### Task requirements
All that should appear is the line containing "Looking at the screenshot, where is the utility" and the lines after it in the records below, each reproduced exactly.

### Source records
+--
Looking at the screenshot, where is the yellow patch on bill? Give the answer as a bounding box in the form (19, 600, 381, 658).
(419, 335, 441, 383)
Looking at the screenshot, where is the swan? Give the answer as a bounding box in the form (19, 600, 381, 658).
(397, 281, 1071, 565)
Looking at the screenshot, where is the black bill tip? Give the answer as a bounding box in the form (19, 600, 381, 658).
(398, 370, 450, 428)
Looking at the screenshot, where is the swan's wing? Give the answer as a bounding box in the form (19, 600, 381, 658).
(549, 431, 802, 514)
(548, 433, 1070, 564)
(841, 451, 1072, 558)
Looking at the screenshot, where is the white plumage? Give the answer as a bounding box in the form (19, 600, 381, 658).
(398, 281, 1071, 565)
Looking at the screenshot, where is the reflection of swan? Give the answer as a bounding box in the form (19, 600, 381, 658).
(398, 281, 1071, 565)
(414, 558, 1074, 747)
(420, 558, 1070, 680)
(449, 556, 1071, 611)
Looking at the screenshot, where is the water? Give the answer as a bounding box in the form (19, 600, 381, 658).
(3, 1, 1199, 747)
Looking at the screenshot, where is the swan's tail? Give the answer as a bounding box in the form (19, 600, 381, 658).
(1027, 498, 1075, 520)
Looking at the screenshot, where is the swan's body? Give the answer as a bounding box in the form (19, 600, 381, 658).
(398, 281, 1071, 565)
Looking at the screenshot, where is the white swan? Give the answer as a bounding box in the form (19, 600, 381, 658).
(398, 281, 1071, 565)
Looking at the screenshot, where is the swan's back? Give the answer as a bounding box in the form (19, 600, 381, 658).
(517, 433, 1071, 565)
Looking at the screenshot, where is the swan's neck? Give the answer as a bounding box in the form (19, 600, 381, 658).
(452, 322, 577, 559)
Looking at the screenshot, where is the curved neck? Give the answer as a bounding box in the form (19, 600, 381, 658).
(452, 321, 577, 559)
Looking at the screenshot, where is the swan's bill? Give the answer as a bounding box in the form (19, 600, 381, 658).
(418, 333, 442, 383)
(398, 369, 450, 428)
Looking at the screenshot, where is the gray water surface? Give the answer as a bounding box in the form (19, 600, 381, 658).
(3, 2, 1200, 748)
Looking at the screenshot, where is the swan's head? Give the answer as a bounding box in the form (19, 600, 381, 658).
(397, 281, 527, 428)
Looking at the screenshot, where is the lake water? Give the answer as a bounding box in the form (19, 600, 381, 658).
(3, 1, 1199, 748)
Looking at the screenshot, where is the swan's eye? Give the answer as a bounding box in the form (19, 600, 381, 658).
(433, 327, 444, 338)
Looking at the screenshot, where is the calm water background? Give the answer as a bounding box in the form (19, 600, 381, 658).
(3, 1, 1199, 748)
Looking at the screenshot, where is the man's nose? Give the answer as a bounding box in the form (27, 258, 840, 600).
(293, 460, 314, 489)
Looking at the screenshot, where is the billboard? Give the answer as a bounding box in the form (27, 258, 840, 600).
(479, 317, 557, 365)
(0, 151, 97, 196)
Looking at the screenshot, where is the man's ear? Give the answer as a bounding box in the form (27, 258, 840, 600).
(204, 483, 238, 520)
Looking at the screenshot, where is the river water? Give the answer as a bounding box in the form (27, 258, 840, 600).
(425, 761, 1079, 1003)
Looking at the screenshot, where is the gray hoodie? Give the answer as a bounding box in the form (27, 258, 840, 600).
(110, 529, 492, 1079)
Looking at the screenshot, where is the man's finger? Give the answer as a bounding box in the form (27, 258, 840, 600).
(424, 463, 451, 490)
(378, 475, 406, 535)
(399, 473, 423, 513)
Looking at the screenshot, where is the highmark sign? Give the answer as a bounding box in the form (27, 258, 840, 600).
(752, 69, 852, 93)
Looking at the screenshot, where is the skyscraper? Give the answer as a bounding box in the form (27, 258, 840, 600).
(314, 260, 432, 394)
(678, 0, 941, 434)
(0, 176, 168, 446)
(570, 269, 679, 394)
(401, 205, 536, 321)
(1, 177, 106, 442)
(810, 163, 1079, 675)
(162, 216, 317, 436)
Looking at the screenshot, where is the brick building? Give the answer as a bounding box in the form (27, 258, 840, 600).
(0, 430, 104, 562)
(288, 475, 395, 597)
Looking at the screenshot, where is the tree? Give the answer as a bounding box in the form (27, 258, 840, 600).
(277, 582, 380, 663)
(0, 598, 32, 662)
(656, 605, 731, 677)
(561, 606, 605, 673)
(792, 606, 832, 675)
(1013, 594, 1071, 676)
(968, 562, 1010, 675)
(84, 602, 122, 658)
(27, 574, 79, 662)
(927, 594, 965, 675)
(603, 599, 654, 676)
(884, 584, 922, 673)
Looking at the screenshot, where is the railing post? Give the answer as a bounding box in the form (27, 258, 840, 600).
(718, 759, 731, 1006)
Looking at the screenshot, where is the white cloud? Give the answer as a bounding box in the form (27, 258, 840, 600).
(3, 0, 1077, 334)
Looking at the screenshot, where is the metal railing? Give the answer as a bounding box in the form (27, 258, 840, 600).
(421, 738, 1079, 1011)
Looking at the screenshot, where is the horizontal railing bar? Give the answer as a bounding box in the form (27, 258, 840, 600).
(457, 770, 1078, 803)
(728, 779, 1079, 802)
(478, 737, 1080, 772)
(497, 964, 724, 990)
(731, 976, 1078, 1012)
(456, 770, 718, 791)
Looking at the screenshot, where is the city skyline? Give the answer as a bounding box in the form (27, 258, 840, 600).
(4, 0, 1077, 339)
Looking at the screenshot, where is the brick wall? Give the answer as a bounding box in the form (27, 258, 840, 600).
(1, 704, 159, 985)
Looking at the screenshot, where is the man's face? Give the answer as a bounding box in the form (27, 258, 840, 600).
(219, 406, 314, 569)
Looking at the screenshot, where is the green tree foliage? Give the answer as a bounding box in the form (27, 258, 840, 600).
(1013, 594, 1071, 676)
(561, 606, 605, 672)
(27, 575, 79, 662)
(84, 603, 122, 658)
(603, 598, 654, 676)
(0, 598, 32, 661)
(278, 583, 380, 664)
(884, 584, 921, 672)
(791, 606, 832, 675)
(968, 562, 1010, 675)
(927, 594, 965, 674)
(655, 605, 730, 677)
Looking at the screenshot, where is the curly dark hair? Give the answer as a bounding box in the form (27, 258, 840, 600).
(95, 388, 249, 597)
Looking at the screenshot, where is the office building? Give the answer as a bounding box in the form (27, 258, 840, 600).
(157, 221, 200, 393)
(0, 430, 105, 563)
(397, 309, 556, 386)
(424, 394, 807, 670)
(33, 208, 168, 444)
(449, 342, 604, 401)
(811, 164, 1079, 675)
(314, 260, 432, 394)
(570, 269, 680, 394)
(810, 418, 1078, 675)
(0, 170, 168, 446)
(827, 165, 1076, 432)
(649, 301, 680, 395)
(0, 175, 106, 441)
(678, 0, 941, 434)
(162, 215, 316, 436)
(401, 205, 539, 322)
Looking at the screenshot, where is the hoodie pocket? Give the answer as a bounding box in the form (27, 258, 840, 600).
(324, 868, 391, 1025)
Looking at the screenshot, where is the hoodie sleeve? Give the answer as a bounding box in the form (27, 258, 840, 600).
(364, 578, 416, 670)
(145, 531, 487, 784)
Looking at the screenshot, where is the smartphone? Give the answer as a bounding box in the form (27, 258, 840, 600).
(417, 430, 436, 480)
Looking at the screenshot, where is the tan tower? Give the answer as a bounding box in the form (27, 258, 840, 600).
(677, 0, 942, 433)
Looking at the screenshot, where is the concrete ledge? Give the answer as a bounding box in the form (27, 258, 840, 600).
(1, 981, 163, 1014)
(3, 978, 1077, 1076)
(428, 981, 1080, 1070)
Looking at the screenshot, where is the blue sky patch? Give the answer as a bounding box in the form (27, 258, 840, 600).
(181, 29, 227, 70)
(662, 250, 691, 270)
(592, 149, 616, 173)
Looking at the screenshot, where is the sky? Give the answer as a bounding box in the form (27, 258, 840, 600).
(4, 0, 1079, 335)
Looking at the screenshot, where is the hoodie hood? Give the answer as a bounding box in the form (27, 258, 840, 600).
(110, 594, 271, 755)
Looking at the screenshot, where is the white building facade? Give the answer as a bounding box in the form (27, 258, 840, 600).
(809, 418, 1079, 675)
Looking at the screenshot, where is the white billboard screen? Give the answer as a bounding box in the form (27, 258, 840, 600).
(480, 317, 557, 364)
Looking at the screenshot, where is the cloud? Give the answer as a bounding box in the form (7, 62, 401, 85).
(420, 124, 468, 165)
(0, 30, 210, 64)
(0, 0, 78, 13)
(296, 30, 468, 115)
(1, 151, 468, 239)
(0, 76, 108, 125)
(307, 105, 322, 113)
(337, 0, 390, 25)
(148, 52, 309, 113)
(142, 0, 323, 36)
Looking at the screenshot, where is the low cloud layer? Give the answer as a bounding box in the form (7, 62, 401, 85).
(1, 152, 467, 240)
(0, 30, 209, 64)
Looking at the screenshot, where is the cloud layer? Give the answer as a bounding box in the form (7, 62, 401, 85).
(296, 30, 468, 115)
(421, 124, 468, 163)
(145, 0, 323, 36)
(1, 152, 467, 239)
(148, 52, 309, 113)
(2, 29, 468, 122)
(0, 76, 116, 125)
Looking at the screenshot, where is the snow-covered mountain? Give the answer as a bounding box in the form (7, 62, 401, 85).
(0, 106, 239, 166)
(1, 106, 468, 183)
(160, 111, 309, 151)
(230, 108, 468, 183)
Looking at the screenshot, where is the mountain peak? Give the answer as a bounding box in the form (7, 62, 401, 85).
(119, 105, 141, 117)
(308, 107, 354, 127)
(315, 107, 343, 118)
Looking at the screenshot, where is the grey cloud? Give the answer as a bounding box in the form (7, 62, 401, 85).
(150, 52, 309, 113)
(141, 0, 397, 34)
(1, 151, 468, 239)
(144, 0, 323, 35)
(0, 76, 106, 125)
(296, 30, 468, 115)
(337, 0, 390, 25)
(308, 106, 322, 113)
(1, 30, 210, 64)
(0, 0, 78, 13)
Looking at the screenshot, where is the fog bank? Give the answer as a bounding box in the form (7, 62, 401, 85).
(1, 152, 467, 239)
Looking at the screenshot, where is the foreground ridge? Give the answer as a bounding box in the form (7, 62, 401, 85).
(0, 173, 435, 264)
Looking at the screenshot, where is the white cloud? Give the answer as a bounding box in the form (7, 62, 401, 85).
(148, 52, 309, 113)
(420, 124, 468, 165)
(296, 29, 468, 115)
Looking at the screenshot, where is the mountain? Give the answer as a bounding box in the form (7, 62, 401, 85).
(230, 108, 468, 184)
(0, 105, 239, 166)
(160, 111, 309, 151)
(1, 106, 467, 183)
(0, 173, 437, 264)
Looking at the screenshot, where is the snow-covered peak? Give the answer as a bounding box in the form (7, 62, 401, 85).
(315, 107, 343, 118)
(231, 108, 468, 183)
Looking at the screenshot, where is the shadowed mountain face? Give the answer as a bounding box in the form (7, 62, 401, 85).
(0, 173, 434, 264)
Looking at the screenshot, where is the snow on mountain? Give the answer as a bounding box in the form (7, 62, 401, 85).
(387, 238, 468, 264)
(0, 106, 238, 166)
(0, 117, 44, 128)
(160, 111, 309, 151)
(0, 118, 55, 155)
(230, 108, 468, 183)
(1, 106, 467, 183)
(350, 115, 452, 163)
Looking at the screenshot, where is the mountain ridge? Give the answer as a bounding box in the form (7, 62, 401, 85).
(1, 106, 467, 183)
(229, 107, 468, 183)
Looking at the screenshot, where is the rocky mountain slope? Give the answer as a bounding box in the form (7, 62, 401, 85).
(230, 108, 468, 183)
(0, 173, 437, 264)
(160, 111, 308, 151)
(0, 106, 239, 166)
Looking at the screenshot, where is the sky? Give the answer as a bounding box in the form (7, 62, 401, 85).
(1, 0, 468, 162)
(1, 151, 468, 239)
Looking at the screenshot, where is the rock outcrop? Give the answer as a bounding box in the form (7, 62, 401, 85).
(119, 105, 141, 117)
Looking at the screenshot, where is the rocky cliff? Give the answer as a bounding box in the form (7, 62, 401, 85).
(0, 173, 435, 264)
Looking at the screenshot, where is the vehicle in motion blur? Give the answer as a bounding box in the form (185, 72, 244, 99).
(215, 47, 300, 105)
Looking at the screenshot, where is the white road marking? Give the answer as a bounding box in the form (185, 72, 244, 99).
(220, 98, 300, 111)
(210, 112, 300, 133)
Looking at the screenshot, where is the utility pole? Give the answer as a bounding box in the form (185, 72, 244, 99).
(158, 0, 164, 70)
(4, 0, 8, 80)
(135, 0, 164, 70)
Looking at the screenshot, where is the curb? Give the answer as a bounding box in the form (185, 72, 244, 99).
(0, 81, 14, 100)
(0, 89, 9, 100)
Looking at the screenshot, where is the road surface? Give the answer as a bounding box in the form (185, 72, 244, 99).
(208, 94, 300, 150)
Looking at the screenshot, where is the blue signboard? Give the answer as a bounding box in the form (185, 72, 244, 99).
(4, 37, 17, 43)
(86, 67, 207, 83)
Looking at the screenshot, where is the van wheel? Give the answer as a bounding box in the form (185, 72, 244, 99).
+--
### Answer to this task
Looking at the screenshot, where is the utility pole? Give the answer as a bounding box in the form (185, 72, 244, 99).
(158, 0, 164, 70)
(4, 0, 8, 80)
(135, 0, 164, 70)
Looking at the screenshot, where is the curb? Give the answer as a bounding box in the form (185, 72, 244, 99).
(0, 81, 14, 100)
(0, 89, 9, 100)
Looking at the screenshot, where is the road surface? Give the answer as a bounding box in the form (185, 72, 244, 99).
(208, 94, 300, 150)
Looking at the screenshot, where is the blue signboard? Give the answer as a bounding box in the form (185, 72, 244, 99).
(4, 37, 17, 43)
(86, 67, 207, 83)
Looking at the screenshot, where is the van wheel? Give the answer as a bounding box in the form (185, 72, 244, 99).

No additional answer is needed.